What needs to be done
Please copy out the records that follow, changing every "keypoint" to "marker" and leaving everything else unchanged.
____ Entries provided
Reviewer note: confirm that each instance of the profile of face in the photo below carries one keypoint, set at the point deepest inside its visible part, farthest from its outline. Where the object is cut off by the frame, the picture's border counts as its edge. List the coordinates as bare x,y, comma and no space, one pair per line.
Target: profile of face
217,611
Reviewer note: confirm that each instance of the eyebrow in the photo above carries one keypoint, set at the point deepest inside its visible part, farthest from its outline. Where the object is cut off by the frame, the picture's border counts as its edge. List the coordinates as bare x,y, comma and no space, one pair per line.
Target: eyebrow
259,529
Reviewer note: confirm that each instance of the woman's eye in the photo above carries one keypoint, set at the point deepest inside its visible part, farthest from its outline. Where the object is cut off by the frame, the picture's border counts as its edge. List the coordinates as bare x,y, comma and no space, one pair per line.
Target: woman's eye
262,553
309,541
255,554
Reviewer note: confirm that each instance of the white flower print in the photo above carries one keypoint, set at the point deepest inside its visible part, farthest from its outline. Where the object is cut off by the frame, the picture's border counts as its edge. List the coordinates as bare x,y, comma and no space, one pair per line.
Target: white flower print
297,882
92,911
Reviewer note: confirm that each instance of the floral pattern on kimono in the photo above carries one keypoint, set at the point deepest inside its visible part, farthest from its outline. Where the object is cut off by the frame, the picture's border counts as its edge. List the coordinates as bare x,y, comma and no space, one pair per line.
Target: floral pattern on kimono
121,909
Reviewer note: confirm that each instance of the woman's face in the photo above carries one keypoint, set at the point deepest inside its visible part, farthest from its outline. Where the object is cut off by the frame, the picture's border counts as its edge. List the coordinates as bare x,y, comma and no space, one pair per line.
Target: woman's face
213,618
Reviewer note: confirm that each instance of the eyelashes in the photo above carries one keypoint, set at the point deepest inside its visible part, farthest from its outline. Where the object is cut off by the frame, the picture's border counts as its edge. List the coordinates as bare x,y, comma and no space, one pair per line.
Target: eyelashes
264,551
________
Output of the exercise
Reviewer note: confirm that each instance of the profile of face in the photo below carries one marker, set at the point deepest inside its visible part, farthest from its outline. Where the object is cut off by the frame, the picture's border counts as its edge. List the coordinates as bare x,y, comma and no space, one pair per line.
Target: profile of face
217,611
Reviewer note: confirm that each instance of the eyebrow in the photo above carries one marker, set at the point deepest inside its visible part, farthest from its outline. Where the object is cut off by the frame, the picture's border counts as its edge. List the coordinates as bare x,y, comma and no space, one pair per line.
Target: eyebrow
259,529
Reviewer note: confirm that each instance of the woman's eye in the photo above carries one marker, set at the point deepest inside its visible part, farthest from its outline. Where the object is cut off by the frame, the picture's border counts as its edge. List the coordinates as bare x,y, comma and no space, one pair per line.
Target: woman's eye
262,553
309,541
255,554
Reviewer note: confirm that each instance of the white flower print in the photo above carries one marker, set at the point deepest inside its visible part, farthest from its outline. Where the object is cut off by the frame, the picture's border counts as its edge. List the coordinates as bare x,y, comma and no space, one pair per line.
Target: white flower print
297,882
92,911
Reviewer note: confirm that each instance of the floral pattern on kimono in the photo above carries one marker, set at the point deepest inside its visible part, farthest from its outline. Where the object is cut off by the frame, the picture's border counts as its edge. List the coordinates as bare x,y, comma and no space, one pair per line.
Target: floral pattern on kimono
121,909
Reviewer note: confirm that each instance of the woman's face in the photo above carries one marker, set at the point deepest inside its visible part, farthest from its outline. Where the object is cut off by the frame, the picture's border counts as its edge. List the coordinates as bare x,y, comma and no space, one pair per line.
Target: woman's face
213,618
Reviewer note: confirm that each instance of the eyelashes in the photo above carries one marker, set at the point deepest inside its visible part, farthest from its outline. Where the object is cut off by the frame, the picture's border counts as its edge. List the coordinates as bare x,y, comma and no space, one pair per line.
Target: eyelashes
264,551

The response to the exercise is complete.